**Supplied passage**

Ephemeral Compute Deployment
Ephemeral compute — AWS Lambda, GCP Cloud Run, AWS Fargate, Azure Functions — has no long-lived process to host the agent-receipts-daemon. The daemon model (Daemon Setup) assumes a persistent sidecar holding the signing key and a local socket; neither survives between invocations on serverless platforms.
ADR-0020 makes ephemeral compute a first-class target by inverting the daemon model: signing and chaining move client-side, into the SDK process, and receipts are POSTed to an untrusted collector over HTTP. This guide shows how the pieces fit, how to manage keys without an extractable PEM in production, the gotchas per runtime, and what auditors see when an invocation is killed mid-chain.
Architecture
Section titled “Architecture”The four moving parts
Section titled “The four moving parts”| Component | Where it runs | Responsibility |
|---|---|---|
| SDK | Inside your function/container | Builds the receipt, hashes payloads, links the chain |
| Signer | Inside your function (or delegated to KMS/HSM) | Produces the Ed25519 signature over canonical bytes |
HttpEmitter | Inside your function | POSTs the signed receipt to the collector |
| Collector | A long-lived service you operate | Stores received receipts append-only; never signs, reorders, or verifies |
Receipt construction, signing, and chaining are upstream of the emitter. The Emitter interface is delivery-only — emit(receipt) takes an already-signed AgentReceipt. (ADR-0020 § “Emitter interface”.)
Data flow
Section titled “Data flow”Trust model
Section titled “Trust model”The collector is not trusted for chain construction. Every receipt is signed and chained client-side before it leaves the function, so a compromised or malicious collector can drop or refuse receipts but cannot forge, alter, or reorder them. Auditors verify the chain using only the agent’s public key — never the collector. This is what makes shared, multi-tenant collector infrastructure safe. (Collector trust model.)

**Exercise requirements**
**A.** In the ephemeral compute deployment guide, what kind of signature does the Signer produce over canonical bytes?
**B.** Carry the ephemeral compute deployment guide forward from its last sentence.
The lines that come after this guide play no part in the work here.

**Raw data**
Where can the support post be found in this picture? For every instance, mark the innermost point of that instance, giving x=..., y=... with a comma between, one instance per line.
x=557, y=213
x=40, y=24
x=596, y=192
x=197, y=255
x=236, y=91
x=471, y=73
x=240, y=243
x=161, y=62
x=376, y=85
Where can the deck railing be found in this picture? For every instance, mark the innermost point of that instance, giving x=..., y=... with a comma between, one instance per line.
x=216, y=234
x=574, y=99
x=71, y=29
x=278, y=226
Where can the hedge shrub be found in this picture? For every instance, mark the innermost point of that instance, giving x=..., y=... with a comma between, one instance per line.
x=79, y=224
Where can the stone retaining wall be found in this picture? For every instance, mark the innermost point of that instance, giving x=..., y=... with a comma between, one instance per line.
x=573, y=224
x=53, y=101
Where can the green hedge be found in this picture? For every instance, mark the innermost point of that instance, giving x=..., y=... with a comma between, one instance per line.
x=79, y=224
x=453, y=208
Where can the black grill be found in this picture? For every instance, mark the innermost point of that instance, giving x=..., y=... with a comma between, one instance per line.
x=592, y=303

**Results for each task**
**A.** An Ed25519 signature.

**B.**
The collector performs no signature verification — that is the auditor’s job. It validates structure only (valid JSON, under the body cap, and the presence of id, credentialSubject.chain.chain_id, credentialSubject.action.type, and proof.proofValue).
Where chaining happens — and the concurrency constraint
Section titled “Where chaining happens — and the concurrency constraint”Client-side chaining requires that receipt N is fully signed and its hash computed before receipt N+1 is constructed (ADR-0020 § “Concurrency constraint”). For a sequential single-process agent this is automatic. Two consequences for ephemeral compute:
- Parallel tool calls must be serialised at the receipt layer. Even when tool calls execute concurrently, receipt construction must pass through a single queue. Concurrent signing of independent receipts is not supported in v1. Each SDK ships a
ReceiptChain(Go:chain.ReceiptChain) that owns the chain head and serialises build → sign → hash → link → deliver through an internal queue, so concurrentemit()calls are sequenced even when the tool calls ran in parallel; the first overlapping call logs a one-shot warning. Use it instead of threadingprevious_receipt_hashby hand. See the per-SDK READMEs (Go · TypeScript · Python). - Each execution environment owns its own chain. Serverless platforms scale horizontally — many isolated instances run at once, and a cold start gives you a fresh process. A single linear chain cannot span concurrent invocations. Give each invocation (or each warm instance’s lifetime) its own
chain_id; reconcile across invocations downstream bychain_id, not by trying to thread one chain through the fleet.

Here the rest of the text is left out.